--- BEGIN DATA TO PROCESS ---
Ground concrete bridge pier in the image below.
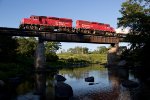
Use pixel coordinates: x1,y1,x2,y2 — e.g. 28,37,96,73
107,43,119,66
35,37,45,71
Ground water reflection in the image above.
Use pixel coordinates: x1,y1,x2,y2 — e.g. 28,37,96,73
11,65,143,100
35,72,46,100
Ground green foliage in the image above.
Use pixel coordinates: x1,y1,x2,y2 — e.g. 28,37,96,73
45,42,61,62
17,37,37,57
67,46,89,54
118,0,150,65
0,35,17,62
92,46,108,54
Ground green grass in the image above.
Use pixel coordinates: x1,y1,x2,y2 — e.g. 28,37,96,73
58,54,107,63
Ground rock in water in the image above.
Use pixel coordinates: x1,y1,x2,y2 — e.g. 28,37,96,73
54,75,66,82
85,76,94,82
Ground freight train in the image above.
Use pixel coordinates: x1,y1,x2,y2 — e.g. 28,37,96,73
20,15,116,36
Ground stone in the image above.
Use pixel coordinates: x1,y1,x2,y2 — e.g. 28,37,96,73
55,82,73,100
122,80,139,88
54,75,66,82
85,76,94,82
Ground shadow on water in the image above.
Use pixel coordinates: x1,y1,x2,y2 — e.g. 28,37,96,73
0,65,149,100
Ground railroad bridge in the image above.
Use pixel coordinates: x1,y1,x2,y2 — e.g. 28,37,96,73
0,27,124,69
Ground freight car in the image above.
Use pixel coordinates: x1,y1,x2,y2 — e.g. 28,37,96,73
20,16,115,35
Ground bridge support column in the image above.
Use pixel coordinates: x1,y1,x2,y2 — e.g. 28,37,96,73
35,38,45,71
107,44,119,66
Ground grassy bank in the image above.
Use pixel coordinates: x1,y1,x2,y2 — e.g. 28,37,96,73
58,53,107,63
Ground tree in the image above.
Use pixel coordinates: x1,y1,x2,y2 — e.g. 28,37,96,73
45,42,61,61
17,37,37,57
118,0,150,65
0,35,18,62
67,46,89,54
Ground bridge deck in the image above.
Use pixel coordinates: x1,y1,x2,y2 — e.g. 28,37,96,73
0,27,119,44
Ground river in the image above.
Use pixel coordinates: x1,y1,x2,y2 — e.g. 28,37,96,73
1,65,148,100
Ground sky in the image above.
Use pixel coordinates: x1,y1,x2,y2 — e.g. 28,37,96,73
--- END DATA TO PROCESS ---
### [REQUIRED TASK]
Output all the lines of the material above as a numbered list, leaving out blank lines and any pictures.

### [REPLY TO THE EXERCISE]
1. Ground concrete bridge pier in the image below.
2. Use pixel coordinates: x1,y1,x2,y2 — e.g. 28,37,96,73
3. 107,43,119,66
4. 35,37,45,71
5. Ground water reflection in the image above.
6. Use pixel coordinates: x1,y1,x2,y2 — e.g. 28,37,96,73
7. 11,65,143,100
8. 35,72,46,100
9. Ground green foliage in the image above.
10. Use pixel coordinates: x1,y1,x2,y2 — e.g. 28,37,96,73
11. 45,42,61,62
12. 17,37,37,57
13. 67,46,89,54
14. 118,0,150,65
15. 0,35,17,62
16. 92,46,108,54
17. Ground green grass in the image above.
18. Use pixel coordinates: x1,y1,x2,y2 — e.g. 28,37,96,73
19. 58,54,107,63
20. Ground rock in water in the image above.
21. Use pixel coordinates: x1,y1,x2,y2 — e.g. 28,37,96,73
22. 54,75,66,82
23. 85,76,94,82
24. Ground freight train in the image above.
25. Use pixel coordinates: x1,y1,x2,y2 — e.g. 28,37,96,73
26. 20,15,116,36
27. Ground stone in the image above.
28. Use pixel coordinates: x1,y1,x2,y2 — e.g. 28,37,96,73
29. 55,82,73,100
30. 122,80,139,88
31. 54,75,66,82
32. 85,76,94,82
33. Ground shadow on water in the image above.
34. Use pixel coordinates: x1,y1,x2,y2 — e.g. 28,37,96,73
35. 0,65,149,100
36. Ground railroad bridge in the image above.
37. Use pixel coordinates: x1,y1,x2,y2 — e.g. 28,37,96,73
38. 0,27,124,69
39. Ground freight car in the image above.
40. Use pixel coordinates: x1,y1,x2,y2 — e.g. 28,37,96,73
41. 20,16,115,35
42. Ground bridge support column in the image above.
43. Use pixel coordinates: x1,y1,x2,y2 — e.g. 28,37,96,73
44. 35,38,45,71
45. 107,44,119,66
46. Ground grassy bank in the image above.
47. Use pixel coordinates: x1,y1,x2,y2 — e.g. 28,37,96,73
48. 58,53,107,63
49. Ground tree in the image above.
50. Use pixel coordinates: x1,y1,x2,y2 — e.g. 28,37,96,73
51. 45,42,61,61
52. 17,37,37,57
53. 118,0,150,65
54. 0,35,18,62
55. 67,46,89,54
56. Ground bridge deck in the image above.
57. Use pixel coordinates: x1,y1,x2,y2 — e.g. 28,37,96,73
58. 0,27,119,44
59. Ground river in the image above.
60. Use pixel coordinates: x1,y1,x2,y2 — e.g. 28,37,96,73
61. 1,65,148,100
62. Ground sky in the image above.
63. Use pixel coordinates: x1,y1,x2,y2 — e.g. 28,37,96,73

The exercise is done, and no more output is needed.